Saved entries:
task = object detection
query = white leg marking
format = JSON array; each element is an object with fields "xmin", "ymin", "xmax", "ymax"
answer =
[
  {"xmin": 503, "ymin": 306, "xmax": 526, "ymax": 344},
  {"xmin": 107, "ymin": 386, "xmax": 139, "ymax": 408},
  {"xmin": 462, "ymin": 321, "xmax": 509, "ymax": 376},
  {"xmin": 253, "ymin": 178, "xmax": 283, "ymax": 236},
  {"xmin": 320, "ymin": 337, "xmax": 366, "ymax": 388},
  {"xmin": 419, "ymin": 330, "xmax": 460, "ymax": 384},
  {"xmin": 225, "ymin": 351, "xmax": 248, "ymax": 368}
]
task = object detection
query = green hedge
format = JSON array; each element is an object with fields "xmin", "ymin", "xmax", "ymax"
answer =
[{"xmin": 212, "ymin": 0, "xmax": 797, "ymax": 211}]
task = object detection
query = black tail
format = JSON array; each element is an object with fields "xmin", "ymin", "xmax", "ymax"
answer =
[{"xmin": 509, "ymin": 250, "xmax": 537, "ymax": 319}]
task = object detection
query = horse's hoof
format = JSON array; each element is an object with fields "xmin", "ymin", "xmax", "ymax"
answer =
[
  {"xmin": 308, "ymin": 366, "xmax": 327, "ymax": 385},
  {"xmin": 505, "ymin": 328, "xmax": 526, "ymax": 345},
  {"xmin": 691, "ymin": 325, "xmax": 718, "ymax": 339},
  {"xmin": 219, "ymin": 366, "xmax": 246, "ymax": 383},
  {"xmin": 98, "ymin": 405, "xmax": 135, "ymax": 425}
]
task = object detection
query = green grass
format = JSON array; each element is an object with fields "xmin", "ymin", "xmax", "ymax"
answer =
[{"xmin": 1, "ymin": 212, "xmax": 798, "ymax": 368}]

• _Assigned task_
Take the lines above and print them exactly.

• _Exercise answer_
task = object detection
query = white leg marking
format = JSON array; each element is an object with fields "xmin", "ymin", "xmax", "ymax"
answer =
[
  {"xmin": 503, "ymin": 306, "xmax": 526, "ymax": 344},
  {"xmin": 107, "ymin": 386, "xmax": 139, "ymax": 408},
  {"xmin": 462, "ymin": 321, "xmax": 509, "ymax": 376},
  {"xmin": 253, "ymin": 178, "xmax": 283, "ymax": 236},
  {"xmin": 320, "ymin": 337, "xmax": 366, "ymax": 388},
  {"xmin": 419, "ymin": 330, "xmax": 460, "ymax": 384},
  {"xmin": 225, "ymin": 351, "xmax": 248, "ymax": 368}
]
task = object detection
query = green hedge
format = JSON array; each element is an object with fields "xmin", "ymin", "xmax", "ymax"
answer =
[{"xmin": 212, "ymin": 0, "xmax": 797, "ymax": 211}]
task = object detection
query = black tail
format = JSON array; each element is an object with fields "xmin", "ymin", "xmax", "ymax"
answer =
[{"xmin": 509, "ymin": 250, "xmax": 537, "ymax": 319}]
task = object detection
query = horse's hoof
format = JSON array; each element is an object with fields "xmin", "ymin", "xmax", "ymax"
answer =
[
  {"xmin": 308, "ymin": 366, "xmax": 327, "ymax": 385},
  {"xmin": 505, "ymin": 328, "xmax": 526, "ymax": 345},
  {"xmin": 691, "ymin": 325, "xmax": 718, "ymax": 339},
  {"xmin": 219, "ymin": 366, "xmax": 246, "ymax": 383},
  {"xmin": 98, "ymin": 405, "xmax": 135, "ymax": 425}
]
task = object detection
query = green grass
format = JSON array; each element is an object with fields "xmin", "ymin", "xmax", "ymax"
answer =
[{"xmin": 1, "ymin": 212, "xmax": 798, "ymax": 368}]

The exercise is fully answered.